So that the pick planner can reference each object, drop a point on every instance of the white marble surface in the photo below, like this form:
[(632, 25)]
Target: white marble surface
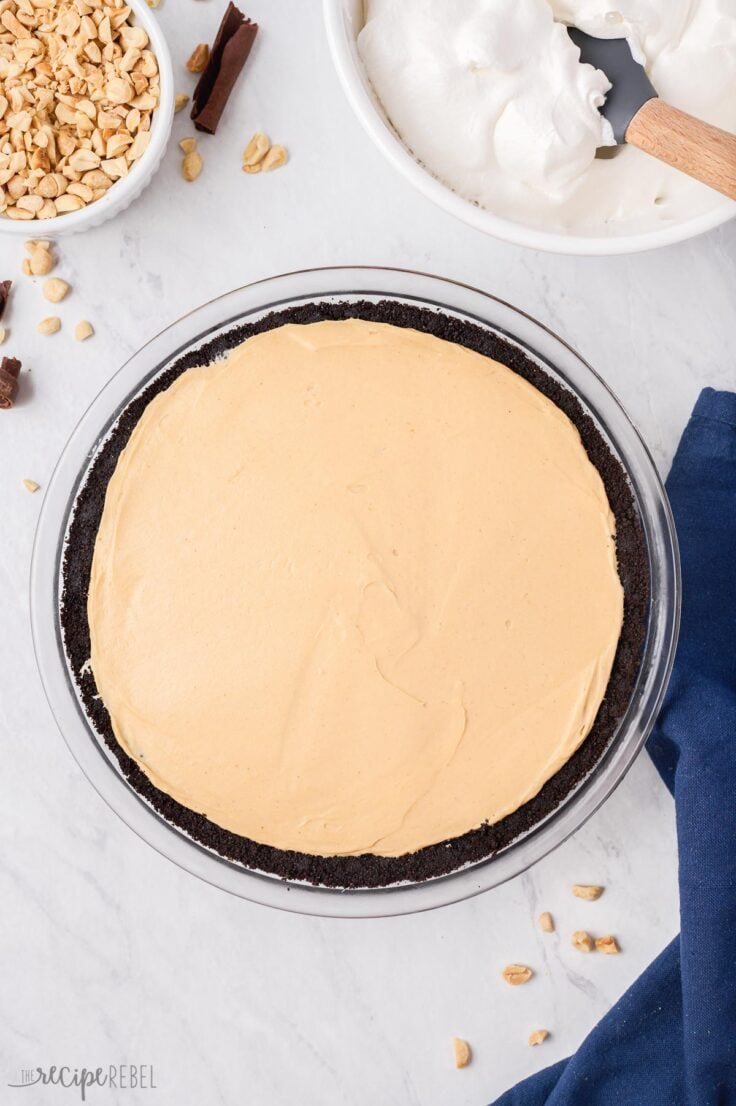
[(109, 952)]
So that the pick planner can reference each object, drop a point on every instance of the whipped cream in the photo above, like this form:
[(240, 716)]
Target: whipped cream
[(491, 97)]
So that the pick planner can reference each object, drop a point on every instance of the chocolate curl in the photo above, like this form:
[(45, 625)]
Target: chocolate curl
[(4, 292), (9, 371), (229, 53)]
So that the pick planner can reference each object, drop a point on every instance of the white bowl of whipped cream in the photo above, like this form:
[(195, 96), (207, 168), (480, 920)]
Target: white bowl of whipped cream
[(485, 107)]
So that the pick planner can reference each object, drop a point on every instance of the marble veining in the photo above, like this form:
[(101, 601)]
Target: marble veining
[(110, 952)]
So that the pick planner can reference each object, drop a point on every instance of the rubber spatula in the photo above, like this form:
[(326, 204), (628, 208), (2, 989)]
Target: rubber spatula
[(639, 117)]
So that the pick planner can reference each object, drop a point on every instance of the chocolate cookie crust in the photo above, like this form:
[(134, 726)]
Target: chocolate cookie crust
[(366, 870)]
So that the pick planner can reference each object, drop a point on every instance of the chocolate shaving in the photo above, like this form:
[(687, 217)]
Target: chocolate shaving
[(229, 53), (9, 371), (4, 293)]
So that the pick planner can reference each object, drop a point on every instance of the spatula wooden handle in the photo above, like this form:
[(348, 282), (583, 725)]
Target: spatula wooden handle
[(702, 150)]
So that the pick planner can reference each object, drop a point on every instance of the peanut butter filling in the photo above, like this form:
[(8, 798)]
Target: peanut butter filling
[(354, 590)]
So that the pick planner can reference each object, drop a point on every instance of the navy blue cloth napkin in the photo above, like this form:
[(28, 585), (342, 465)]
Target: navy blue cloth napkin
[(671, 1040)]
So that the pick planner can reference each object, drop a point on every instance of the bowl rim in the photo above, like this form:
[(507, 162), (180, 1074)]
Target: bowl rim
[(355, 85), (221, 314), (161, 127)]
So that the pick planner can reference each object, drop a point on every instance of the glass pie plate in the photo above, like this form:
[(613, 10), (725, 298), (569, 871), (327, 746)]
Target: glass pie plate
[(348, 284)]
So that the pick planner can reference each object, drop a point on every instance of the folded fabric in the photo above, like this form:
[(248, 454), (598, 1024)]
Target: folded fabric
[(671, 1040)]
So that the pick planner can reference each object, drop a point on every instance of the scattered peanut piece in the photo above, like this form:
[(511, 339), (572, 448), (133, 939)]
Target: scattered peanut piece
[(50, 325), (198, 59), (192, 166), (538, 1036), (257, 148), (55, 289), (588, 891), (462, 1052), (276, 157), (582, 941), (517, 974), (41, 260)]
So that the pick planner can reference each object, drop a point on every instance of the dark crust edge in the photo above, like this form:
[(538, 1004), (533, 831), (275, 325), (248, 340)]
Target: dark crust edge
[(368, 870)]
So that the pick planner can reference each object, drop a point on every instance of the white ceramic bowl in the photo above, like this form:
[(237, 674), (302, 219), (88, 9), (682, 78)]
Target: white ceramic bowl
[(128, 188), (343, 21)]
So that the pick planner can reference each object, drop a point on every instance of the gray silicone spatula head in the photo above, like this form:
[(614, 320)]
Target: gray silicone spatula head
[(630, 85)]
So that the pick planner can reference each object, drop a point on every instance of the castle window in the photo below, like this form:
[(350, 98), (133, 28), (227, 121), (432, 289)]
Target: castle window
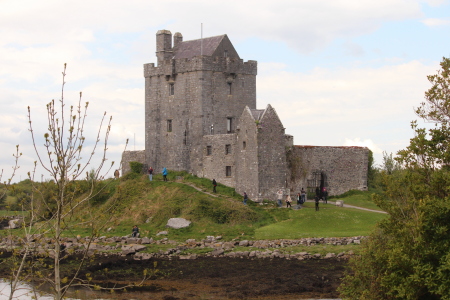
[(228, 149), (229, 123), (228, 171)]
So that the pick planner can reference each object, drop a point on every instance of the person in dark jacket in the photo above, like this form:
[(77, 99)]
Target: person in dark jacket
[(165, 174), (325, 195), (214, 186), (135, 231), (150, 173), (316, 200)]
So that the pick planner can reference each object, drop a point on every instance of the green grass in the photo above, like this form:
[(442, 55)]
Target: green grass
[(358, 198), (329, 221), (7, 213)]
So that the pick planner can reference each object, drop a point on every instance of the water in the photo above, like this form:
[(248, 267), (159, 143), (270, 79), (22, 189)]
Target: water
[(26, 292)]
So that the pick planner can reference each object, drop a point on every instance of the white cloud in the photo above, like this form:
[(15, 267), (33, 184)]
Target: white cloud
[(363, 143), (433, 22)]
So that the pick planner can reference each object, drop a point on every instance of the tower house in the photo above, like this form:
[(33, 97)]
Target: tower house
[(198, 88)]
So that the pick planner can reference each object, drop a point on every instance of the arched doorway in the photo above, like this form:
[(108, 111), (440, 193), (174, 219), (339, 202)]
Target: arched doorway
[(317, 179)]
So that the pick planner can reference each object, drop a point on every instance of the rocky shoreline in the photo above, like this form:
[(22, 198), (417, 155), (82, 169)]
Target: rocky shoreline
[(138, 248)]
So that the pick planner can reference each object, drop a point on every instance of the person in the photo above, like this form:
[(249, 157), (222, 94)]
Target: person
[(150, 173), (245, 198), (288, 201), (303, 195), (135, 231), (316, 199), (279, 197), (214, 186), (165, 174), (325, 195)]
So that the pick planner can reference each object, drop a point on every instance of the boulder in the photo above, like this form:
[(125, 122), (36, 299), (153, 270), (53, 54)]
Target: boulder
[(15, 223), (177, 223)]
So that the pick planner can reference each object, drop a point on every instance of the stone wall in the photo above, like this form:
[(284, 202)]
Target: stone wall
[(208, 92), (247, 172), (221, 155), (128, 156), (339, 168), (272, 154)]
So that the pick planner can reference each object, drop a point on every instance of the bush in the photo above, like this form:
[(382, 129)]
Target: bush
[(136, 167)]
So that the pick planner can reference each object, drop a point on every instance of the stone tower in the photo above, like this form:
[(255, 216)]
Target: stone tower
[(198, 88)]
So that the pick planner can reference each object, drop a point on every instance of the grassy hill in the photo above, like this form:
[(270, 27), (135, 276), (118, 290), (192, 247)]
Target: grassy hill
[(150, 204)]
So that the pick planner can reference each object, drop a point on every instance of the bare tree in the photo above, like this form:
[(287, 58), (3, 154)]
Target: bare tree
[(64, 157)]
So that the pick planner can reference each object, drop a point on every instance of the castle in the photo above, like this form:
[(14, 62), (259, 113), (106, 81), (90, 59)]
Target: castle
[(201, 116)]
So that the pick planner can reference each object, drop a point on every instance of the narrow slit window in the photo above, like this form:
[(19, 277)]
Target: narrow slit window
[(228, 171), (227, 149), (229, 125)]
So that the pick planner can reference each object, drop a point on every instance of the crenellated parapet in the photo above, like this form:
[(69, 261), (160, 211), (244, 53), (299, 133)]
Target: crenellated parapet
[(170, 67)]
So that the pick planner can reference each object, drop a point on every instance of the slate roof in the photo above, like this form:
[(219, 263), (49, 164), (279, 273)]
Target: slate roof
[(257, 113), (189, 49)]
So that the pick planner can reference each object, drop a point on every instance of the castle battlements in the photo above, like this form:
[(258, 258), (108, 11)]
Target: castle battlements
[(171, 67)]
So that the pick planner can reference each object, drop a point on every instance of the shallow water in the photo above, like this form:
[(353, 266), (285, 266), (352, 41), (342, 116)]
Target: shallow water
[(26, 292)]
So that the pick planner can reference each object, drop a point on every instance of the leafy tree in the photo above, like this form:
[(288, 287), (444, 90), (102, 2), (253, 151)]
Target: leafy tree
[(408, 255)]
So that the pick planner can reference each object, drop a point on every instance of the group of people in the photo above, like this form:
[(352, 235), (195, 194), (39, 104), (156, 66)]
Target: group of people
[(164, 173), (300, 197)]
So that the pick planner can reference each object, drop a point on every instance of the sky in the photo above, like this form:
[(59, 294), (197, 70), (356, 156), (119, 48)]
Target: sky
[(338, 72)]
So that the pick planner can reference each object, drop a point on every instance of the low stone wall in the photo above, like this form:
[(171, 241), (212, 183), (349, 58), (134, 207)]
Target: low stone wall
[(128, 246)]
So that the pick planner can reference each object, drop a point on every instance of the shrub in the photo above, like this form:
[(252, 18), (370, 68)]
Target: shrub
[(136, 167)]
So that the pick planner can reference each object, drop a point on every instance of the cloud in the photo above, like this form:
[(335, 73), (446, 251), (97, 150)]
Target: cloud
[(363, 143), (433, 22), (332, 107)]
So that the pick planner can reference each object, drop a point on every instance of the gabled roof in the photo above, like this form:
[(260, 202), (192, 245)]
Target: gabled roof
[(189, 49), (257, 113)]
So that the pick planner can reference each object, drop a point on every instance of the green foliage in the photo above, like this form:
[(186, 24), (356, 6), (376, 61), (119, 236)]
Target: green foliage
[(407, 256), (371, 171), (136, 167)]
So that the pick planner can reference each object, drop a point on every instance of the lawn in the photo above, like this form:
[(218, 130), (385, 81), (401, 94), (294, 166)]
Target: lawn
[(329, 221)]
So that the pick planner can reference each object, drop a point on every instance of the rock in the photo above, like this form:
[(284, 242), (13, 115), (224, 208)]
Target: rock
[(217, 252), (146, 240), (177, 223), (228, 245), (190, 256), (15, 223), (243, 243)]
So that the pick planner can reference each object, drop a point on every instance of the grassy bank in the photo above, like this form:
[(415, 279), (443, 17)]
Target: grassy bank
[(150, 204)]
---
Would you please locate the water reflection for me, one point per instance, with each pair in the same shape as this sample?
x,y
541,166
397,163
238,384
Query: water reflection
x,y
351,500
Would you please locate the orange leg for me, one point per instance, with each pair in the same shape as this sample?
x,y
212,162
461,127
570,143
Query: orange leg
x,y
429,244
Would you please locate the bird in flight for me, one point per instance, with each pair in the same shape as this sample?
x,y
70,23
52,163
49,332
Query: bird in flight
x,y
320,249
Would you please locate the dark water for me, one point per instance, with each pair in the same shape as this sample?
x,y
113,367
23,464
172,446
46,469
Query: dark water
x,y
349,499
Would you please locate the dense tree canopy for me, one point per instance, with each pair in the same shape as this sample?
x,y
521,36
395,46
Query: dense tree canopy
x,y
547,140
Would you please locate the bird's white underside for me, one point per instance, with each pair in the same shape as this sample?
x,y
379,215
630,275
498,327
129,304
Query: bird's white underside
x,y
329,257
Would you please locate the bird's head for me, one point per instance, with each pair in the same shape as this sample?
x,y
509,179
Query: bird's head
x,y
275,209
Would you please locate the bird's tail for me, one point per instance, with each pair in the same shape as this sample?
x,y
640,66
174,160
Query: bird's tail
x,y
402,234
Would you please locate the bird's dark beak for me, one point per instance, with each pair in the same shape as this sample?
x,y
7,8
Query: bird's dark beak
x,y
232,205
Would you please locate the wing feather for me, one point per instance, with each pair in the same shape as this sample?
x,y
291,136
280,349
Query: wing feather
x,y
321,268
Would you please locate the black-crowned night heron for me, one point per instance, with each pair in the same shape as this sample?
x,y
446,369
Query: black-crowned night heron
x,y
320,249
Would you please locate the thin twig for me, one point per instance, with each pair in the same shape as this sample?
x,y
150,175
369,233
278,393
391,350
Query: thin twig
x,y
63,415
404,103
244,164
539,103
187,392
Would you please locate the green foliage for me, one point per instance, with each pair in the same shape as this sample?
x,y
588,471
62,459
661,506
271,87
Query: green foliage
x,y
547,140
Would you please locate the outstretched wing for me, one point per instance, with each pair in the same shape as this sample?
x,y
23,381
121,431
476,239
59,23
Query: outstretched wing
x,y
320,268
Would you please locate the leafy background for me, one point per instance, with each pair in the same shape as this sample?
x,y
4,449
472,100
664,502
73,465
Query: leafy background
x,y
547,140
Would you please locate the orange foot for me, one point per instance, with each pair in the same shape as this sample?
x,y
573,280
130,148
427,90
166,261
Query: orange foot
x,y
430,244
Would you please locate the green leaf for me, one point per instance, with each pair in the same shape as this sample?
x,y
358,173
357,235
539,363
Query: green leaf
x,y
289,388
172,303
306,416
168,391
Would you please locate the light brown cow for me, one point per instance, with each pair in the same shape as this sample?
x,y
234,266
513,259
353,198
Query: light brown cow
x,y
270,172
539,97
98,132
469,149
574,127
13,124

*TASK TO CARRY OUT*.
Locate each line of the material above that contains the string "tree" and copy those lines out. Case counts.

*PROBLEM SOLUTION*.
So that the pick planner can reference each object, drop a point on every instance of the bare tree in the photo above, like this form:
Target: bare tree
So that the pick planner can reference each object, drop a point on every instance of the leafy tree in the photo above, like this form:
Target: leafy tree
Would you please locate the dense tree canopy for me, one point per instance, with each pair in the same shape as this sample?
Query: dense tree canopy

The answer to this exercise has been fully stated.